Task directions. Copy the entries from the start through the line that contains "x=558, y=350", inclusive, changing every "retail shelf audit" to "store shelf check" and keeping all else the same.

Records for the task.
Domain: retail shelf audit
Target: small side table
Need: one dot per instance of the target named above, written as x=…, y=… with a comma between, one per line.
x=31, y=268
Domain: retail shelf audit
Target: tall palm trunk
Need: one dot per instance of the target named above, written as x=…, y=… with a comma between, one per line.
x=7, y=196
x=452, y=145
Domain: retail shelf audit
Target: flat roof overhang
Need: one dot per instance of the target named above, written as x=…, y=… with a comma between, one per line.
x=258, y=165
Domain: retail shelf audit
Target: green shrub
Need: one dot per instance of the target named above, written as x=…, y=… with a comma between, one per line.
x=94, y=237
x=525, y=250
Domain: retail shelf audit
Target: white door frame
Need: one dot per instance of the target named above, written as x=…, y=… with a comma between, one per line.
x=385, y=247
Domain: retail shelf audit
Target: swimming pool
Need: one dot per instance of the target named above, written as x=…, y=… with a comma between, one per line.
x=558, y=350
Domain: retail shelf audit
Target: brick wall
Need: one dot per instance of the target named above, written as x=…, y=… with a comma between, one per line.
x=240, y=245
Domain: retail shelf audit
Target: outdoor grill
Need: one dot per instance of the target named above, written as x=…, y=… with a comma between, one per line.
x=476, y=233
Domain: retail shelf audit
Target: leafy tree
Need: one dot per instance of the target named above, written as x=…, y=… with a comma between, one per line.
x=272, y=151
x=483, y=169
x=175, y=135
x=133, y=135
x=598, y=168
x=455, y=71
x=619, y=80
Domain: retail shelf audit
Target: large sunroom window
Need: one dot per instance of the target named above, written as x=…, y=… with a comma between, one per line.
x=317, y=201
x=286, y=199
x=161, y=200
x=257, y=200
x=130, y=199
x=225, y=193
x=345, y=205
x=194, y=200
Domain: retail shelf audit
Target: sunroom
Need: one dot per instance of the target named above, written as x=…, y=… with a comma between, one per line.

The reply.
Domain: store shelf check
Target: small side table
Need: one dot per instance of the target named above, written as x=…, y=… with a comma between, one per line.
x=31, y=268
Domain: store shelf check
Target: tall palm trunk
Need: one dot per instance of the target named above, written as x=…, y=… with a comma between, one per line.
x=7, y=196
x=452, y=145
Domain: store shelf check
Target: flat roof overhang
Need: one dot per instance of the target named above, written as x=…, y=… with a comma between, one per line.
x=258, y=165
Domain: store shelf check
Target: green shrub
Need: one dot per instance of the target named above, written as x=…, y=… with a comma between, one per line.
x=94, y=237
x=525, y=250
Domain: store shelf check
Target: white door frame
Need: one dot per instance of the target named above, written as x=…, y=… with a comma between, one per line.
x=385, y=247
Domain: store shelf check
Target: swimming pool
Need: one dot per instance of the target named above, written as x=…, y=… with a comma between, one per line.
x=558, y=350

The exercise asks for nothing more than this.